(Saved entries)
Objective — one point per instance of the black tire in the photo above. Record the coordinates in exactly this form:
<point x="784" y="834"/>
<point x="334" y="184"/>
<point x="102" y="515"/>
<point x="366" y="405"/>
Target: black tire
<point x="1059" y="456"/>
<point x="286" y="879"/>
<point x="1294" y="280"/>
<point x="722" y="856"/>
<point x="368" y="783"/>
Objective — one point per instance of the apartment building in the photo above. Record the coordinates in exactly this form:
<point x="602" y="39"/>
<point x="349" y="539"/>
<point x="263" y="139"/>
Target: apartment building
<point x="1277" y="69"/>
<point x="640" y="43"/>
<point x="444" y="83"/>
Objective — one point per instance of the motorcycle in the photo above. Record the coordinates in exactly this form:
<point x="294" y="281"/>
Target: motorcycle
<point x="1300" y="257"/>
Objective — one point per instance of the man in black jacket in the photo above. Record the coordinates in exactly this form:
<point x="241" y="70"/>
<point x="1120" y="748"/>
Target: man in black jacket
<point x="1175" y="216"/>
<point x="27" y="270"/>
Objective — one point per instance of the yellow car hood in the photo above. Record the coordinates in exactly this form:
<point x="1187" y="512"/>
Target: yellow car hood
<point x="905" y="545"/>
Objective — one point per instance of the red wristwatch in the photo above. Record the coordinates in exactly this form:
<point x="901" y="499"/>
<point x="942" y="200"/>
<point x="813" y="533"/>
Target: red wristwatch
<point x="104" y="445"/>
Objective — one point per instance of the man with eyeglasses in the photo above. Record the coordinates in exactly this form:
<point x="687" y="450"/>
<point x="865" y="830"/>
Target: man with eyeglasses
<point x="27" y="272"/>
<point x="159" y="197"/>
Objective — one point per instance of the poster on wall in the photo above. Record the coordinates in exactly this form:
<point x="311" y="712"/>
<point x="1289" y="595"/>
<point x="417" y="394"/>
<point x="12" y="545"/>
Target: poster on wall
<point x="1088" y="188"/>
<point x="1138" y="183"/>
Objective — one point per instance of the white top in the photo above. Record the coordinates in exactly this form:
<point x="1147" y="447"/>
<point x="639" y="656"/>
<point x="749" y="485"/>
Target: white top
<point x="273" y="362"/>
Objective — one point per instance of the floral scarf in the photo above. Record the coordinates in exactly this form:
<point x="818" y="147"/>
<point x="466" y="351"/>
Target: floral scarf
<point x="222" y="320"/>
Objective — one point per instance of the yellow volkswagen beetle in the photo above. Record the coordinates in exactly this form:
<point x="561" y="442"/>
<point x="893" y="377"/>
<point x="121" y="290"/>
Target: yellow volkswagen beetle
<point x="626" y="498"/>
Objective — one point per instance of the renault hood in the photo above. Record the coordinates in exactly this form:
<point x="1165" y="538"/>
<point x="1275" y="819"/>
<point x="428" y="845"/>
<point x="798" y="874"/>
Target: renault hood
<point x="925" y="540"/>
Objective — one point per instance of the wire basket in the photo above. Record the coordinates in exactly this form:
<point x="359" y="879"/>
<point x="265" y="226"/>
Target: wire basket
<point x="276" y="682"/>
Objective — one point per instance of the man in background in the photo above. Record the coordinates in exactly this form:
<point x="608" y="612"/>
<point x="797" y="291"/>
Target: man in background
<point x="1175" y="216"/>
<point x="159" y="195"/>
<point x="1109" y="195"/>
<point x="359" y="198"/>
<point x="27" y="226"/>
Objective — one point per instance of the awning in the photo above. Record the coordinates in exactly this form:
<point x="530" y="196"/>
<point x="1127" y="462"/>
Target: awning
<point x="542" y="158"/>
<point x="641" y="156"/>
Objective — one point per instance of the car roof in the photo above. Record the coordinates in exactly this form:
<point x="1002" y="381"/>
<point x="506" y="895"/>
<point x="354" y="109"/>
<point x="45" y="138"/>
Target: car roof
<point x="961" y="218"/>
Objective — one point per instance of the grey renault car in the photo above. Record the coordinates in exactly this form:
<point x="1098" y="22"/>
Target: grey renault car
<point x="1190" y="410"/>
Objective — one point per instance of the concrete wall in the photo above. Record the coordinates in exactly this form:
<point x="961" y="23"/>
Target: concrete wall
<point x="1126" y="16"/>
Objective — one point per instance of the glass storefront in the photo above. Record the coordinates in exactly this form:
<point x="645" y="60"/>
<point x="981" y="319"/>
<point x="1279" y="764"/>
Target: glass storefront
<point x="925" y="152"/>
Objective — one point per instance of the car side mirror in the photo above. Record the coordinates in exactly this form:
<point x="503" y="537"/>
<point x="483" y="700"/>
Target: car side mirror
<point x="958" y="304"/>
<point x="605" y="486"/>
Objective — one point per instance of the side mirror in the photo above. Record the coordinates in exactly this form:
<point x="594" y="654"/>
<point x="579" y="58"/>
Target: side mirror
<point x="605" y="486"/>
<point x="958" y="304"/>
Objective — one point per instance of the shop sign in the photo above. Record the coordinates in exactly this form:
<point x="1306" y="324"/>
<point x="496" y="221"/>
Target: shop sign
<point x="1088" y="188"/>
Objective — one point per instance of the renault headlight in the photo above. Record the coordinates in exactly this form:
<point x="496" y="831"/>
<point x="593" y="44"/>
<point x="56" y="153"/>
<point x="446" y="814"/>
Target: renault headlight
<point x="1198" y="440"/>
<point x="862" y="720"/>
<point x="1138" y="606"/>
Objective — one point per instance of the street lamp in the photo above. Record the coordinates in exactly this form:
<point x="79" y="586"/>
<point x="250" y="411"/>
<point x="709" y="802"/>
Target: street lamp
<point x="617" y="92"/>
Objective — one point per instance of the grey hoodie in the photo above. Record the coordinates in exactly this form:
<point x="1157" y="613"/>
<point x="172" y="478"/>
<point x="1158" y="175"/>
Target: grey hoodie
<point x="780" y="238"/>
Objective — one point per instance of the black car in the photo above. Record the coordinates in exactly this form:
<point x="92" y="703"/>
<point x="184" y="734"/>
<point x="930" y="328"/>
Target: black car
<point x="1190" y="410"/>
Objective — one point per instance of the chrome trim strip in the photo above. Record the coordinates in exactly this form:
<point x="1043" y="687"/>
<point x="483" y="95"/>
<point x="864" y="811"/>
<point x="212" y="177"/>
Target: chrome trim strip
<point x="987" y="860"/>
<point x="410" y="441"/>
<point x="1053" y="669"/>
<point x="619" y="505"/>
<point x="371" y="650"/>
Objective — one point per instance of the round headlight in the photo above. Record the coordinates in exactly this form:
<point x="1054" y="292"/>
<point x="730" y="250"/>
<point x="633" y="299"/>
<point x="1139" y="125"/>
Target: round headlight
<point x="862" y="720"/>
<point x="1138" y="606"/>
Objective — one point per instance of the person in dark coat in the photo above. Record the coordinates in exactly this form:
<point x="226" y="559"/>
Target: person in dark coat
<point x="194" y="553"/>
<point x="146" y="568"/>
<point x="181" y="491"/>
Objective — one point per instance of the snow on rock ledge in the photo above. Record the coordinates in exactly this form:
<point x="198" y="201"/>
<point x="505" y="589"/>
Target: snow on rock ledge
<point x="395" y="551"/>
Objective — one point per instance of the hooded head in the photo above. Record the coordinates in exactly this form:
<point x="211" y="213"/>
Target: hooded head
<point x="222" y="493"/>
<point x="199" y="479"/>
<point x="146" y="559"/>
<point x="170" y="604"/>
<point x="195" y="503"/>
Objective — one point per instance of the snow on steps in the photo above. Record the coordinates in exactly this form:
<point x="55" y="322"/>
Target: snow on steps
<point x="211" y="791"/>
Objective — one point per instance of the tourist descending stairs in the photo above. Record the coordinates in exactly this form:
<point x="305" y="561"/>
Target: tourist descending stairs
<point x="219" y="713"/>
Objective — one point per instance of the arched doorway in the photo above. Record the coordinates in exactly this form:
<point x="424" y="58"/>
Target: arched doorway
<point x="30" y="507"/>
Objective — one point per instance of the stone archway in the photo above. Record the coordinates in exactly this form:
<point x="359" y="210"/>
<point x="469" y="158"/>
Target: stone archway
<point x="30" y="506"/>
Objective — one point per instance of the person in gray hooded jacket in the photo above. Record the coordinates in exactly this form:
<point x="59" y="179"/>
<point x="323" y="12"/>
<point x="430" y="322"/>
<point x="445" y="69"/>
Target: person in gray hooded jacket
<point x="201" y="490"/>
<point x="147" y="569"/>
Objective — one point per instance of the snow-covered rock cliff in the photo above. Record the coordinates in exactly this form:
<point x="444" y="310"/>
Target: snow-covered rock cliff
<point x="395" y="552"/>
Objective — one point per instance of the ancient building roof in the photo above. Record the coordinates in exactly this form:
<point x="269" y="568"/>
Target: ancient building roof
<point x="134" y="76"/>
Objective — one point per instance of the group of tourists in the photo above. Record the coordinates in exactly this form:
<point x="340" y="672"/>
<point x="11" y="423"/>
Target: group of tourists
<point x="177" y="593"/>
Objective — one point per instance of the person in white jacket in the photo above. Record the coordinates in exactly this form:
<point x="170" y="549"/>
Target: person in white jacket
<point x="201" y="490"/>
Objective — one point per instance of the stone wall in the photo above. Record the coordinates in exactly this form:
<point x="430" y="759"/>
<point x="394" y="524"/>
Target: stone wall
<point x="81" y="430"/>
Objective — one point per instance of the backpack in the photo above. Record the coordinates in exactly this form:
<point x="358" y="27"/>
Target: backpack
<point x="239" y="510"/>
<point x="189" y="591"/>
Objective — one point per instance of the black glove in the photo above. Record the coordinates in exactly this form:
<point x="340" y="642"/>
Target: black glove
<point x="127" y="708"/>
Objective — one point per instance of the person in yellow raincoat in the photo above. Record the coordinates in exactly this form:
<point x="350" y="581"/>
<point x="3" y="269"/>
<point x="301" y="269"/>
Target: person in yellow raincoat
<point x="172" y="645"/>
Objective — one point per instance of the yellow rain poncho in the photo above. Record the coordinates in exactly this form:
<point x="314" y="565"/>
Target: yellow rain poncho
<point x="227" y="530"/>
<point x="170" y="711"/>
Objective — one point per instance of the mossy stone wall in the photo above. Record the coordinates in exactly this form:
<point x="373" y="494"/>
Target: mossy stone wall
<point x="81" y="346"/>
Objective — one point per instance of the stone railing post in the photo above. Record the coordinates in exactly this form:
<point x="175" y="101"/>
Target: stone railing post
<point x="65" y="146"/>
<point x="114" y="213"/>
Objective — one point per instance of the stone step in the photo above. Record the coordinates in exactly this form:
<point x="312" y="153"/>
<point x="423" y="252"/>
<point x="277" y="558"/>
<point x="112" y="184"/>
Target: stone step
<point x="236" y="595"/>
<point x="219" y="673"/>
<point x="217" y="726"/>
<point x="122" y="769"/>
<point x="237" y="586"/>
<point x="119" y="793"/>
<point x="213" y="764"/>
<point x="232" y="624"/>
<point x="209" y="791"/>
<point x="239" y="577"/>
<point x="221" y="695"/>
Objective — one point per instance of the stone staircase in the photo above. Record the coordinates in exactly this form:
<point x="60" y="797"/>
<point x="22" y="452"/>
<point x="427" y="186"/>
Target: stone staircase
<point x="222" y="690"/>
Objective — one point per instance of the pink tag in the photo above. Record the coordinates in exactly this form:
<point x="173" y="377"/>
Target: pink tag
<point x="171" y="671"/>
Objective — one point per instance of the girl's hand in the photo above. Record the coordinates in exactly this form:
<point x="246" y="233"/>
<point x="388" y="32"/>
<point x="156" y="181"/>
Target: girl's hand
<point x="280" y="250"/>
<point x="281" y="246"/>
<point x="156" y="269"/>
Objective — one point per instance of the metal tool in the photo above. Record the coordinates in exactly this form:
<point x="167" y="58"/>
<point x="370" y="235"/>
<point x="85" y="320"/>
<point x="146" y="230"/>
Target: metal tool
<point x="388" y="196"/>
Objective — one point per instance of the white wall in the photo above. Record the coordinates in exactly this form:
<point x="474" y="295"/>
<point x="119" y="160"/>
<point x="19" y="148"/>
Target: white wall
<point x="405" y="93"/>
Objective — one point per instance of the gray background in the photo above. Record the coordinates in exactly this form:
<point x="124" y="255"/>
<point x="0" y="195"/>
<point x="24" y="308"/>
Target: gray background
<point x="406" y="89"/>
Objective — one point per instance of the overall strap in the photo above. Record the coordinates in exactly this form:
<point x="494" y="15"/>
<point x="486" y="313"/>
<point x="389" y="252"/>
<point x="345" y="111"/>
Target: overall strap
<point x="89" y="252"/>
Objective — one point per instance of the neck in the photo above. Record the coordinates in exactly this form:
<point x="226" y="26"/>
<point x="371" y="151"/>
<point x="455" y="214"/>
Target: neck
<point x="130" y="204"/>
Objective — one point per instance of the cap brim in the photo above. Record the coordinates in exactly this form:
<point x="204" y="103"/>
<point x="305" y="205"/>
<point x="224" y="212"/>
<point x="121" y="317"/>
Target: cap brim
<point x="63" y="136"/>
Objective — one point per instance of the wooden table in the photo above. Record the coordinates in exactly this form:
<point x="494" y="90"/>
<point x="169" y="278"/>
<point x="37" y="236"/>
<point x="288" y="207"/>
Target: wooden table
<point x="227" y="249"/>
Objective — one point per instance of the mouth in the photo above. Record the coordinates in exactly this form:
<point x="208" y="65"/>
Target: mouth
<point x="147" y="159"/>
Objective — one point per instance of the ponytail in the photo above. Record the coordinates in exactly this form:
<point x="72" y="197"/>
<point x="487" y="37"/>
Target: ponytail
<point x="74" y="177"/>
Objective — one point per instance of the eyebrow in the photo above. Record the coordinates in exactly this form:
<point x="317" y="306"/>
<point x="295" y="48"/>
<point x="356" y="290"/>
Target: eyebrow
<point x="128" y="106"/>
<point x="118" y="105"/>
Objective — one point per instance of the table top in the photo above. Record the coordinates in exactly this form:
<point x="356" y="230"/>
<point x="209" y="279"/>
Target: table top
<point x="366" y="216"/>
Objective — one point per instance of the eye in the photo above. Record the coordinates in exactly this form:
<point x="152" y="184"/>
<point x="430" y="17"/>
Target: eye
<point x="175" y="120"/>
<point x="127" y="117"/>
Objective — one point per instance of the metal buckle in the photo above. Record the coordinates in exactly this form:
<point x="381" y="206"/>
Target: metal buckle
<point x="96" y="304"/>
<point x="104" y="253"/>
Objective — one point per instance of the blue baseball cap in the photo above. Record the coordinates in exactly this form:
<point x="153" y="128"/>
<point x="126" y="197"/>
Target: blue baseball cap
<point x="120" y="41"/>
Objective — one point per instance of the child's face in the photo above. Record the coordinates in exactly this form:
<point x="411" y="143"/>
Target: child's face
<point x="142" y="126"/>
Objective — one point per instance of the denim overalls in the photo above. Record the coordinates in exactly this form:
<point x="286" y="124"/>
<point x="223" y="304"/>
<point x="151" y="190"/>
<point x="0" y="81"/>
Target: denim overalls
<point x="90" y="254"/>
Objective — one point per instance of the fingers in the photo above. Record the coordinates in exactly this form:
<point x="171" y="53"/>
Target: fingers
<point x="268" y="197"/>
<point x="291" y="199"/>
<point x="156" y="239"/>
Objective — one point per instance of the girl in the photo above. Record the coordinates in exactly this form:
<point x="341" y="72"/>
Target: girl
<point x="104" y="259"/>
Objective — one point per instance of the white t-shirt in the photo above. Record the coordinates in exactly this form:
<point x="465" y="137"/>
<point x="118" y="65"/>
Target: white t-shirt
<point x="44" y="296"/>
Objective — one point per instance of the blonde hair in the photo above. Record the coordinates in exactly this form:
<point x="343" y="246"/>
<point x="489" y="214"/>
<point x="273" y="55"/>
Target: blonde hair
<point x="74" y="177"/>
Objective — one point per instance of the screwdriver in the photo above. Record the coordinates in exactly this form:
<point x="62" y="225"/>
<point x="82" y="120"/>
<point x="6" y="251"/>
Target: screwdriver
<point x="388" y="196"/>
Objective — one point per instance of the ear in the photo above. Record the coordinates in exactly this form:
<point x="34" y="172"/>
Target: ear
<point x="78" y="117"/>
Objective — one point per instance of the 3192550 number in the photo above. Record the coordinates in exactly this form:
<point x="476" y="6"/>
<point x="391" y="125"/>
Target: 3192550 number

What the exercise asks - Scan the entries and show every line in which the word "number" is found.

Exercise solution -
Objective — one point per instance of the 3192550 number in the photo above. Record the coordinates in exactly this form:
Target: 3192550 number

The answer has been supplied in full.